Instruction: State how many lines of the items below contain the string "courtyard", matching case exactly. Reply with the number alone.

Image location labeling entries
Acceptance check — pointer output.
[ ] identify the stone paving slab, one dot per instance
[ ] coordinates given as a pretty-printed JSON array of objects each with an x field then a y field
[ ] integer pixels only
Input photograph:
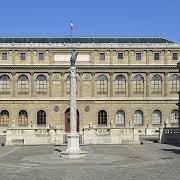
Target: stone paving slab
[{"x": 116, "y": 162}]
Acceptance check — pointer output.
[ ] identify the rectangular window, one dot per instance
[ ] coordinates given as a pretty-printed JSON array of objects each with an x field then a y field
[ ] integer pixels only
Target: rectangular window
[
  {"x": 175, "y": 56},
  {"x": 4, "y": 56},
  {"x": 120, "y": 56},
  {"x": 41, "y": 56},
  {"x": 22, "y": 56},
  {"x": 138, "y": 56},
  {"x": 102, "y": 56},
  {"x": 156, "y": 56}
]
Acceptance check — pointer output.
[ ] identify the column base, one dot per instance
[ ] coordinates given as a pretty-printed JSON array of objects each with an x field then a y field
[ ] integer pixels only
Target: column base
[{"x": 73, "y": 151}]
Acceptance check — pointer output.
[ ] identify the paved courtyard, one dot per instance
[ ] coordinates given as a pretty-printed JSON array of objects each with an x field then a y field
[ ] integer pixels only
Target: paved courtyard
[{"x": 120, "y": 162}]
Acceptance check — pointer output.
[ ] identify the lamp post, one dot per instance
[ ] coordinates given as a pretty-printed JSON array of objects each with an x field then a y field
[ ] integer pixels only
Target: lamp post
[
  {"x": 178, "y": 104},
  {"x": 73, "y": 151}
]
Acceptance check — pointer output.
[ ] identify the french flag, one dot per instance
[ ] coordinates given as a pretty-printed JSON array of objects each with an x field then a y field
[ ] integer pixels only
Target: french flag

Answer in full: 2